Requirement 1: In the face transplant article, which parts of Connie Culp's face were left in place rather than replaced?
Requirement 2: Resume the face transplant article after its final sentence.
Start of Text section
It took nine surgeons 22 hours to transplant 80 percent of a dead woman's face onto a woman who had lost most of hers. The surgery took place in December, but the woman recently made her first public appearance.
This is Connie Culp after having the most complex face transplant surgery to date:
"My name is Connie. I was shot," she explains. "I don't know if everyone knows that, but I was shot."
Culp was shot in the face by her husband who then shot himself. Both survived. He is now in jail. The gunshot shattered her face, decimated her jaw, her cheek, her nose and one eye.
Dr. Maria Siemionow led the surgical team at the Cleveland Clinic. "She was not able to eat solid food, she was not able to drink from the cup," Dr. Sieminow said. "She was in tremendous pain."
The surgery was complex. Doctors had to integrate different components such as nose and lower eyelids, as well as different tissue types including, skin, muscles, bony structures, arteries, veins and nerves.
Surgeon's replaced 80 percent of Culp's face, everything except for upper eyelids, forehead, lower lip and chin.
End of Text section
Start of Information supplied
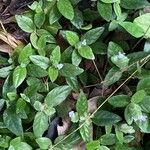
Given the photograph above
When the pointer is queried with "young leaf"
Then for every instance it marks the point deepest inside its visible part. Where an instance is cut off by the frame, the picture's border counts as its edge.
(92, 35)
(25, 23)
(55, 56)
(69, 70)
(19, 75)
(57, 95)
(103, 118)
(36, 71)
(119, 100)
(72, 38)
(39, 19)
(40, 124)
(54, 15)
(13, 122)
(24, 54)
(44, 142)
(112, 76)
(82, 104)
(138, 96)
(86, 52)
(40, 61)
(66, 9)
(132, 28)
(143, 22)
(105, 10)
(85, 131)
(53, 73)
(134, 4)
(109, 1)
End of Information supplied
Start of Information supplied
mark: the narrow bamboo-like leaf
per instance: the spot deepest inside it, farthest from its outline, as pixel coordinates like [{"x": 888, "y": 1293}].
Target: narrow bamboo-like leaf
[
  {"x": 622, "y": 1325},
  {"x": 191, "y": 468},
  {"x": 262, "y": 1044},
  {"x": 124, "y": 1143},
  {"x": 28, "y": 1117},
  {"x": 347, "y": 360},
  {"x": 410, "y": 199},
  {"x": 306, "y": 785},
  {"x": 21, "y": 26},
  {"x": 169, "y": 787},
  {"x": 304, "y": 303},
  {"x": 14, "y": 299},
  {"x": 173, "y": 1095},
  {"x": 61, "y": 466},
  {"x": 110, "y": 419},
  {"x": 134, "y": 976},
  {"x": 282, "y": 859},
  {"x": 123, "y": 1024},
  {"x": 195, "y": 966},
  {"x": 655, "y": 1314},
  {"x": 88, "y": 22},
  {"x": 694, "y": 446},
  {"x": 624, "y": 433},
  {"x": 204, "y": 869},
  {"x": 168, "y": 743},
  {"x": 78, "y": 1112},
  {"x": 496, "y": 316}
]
End of Information supplied
Start of Information supplied
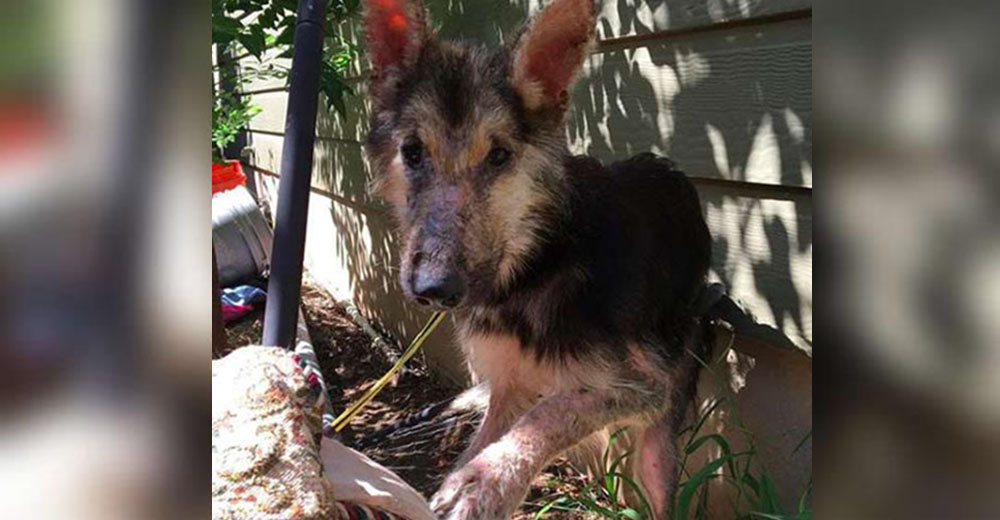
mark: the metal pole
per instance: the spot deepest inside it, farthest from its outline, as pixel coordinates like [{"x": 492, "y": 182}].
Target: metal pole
End of Information supplied
Expected answer 1: Her upper eyelids, forehead, lower lip and chin.

Expected answer 2:
"She eats hamburgers and enjoys her pizzas. She's able to walk down the street without being called names," said Maria Siemionow.
Culp has more surgery to come. Doctors gave her excess skin to ease pressure on the stitches.
When they are done, doctors say she will look more like a composite of the donor and her old self, no longer a frightful sight.
Like others who have had transplant surgery, Culp will have to take medication the rest of her life so her body does not reject her new face. The medications raise the risk of kidney disease and cancer.
Dr. Kathy Coffman is a psychiatrist at the Cleveland Clinic. "She knew that this was not a first option, but a last resort," she said.
Those who have had face transplants say it gives them back their lives.